══ RECORDS FOR THE TASK

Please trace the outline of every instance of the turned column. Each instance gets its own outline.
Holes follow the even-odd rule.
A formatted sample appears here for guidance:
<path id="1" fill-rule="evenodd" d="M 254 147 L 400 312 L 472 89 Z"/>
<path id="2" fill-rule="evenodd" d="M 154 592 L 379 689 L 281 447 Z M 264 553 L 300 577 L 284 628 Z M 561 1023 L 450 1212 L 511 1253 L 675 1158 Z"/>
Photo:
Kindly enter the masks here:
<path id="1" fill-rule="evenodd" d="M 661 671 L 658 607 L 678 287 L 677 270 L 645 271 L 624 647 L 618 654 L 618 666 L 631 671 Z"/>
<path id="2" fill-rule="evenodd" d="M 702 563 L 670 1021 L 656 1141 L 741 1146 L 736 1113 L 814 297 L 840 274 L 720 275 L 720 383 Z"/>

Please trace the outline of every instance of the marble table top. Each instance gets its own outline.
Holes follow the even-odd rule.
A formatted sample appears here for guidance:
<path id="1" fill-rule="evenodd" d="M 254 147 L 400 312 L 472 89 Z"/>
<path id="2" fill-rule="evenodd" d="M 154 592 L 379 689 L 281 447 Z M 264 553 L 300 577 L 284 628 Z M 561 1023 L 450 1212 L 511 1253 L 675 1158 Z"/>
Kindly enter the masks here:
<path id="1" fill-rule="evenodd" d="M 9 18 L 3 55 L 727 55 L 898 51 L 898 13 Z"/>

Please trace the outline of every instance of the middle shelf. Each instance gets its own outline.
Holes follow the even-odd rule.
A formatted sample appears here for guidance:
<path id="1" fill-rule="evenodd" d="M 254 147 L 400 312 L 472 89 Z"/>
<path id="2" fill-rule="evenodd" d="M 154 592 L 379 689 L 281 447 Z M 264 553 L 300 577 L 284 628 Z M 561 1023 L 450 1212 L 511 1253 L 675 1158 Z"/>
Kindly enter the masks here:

════

*SET PROBLEM*:
Rewrite the lines above as a JSON list of strings, one string per line, omitting the blank lines.

*RESPONSE TO THE TASK*:
[
  "Please trace the outline of every instance of the turned column. Each instance gets its own outline.",
  "Holes follow the even-odd rule.",
  "A formatted sample appears here for guidance:",
  "<path id=\"1\" fill-rule=\"evenodd\" d=\"M 254 147 L 400 312 L 472 89 Z\"/>",
  "<path id=\"2\" fill-rule=\"evenodd\" d=\"M 154 592 L 379 689 L 281 447 Z M 264 553 L 300 577 L 284 628 Z M 561 1023 L 450 1212 L 511 1253 L 675 1158 Z\"/>",
  "Photo:",
  "Kindly enter the masks here:",
  "<path id=\"1\" fill-rule=\"evenodd\" d=\"M 661 671 L 658 607 L 678 287 L 677 270 L 645 271 L 624 647 L 618 654 L 618 666 L 631 671 Z\"/>",
  "<path id=\"2\" fill-rule=\"evenodd\" d=\"M 702 563 L 670 1021 L 656 1141 L 741 1146 L 736 1113 L 814 297 L 840 274 L 720 275 L 720 383 Z\"/>",
  "Please trace the outline of every instance of the marble table top. Each instance gets its own outline.",
  "Holes follow the even-odd rule.",
  "A formatted sample appears here for guidance:",
  "<path id=\"1\" fill-rule=\"evenodd\" d=\"M 254 147 L 400 312 L 472 89 Z\"/>",
  "<path id=\"2\" fill-rule=\"evenodd\" d=\"M 154 592 L 379 689 L 281 447 Z M 264 553 L 300 577 L 284 628 Z M 561 1023 L 450 1212 L 511 1253 L 675 1158 Z\"/>",
  "Kindly enter the masks here:",
  "<path id=\"1\" fill-rule=\"evenodd\" d=\"M 9 18 L 3 55 L 727 55 L 898 51 L 898 13 Z\"/>",
  "Please trace the outline of every instance of the middle shelf. Each instance gets its own outline.",
  "Holes follow the even-odd rule.",
  "A formatted sample appears here for guidance:",
  "<path id=\"1\" fill-rule=\"evenodd\" d=\"M 254 147 L 400 312 L 472 89 Z\"/>",
  "<path id=\"2\" fill-rule=\"evenodd\" d=\"M 154 592 L 379 689 L 281 447 Z M 264 553 L 300 577 L 284 628 Z M 561 1023 L 450 1212 L 511 1253 L 675 1158 Z\"/>",
  "Kindly enter the masks here:"
]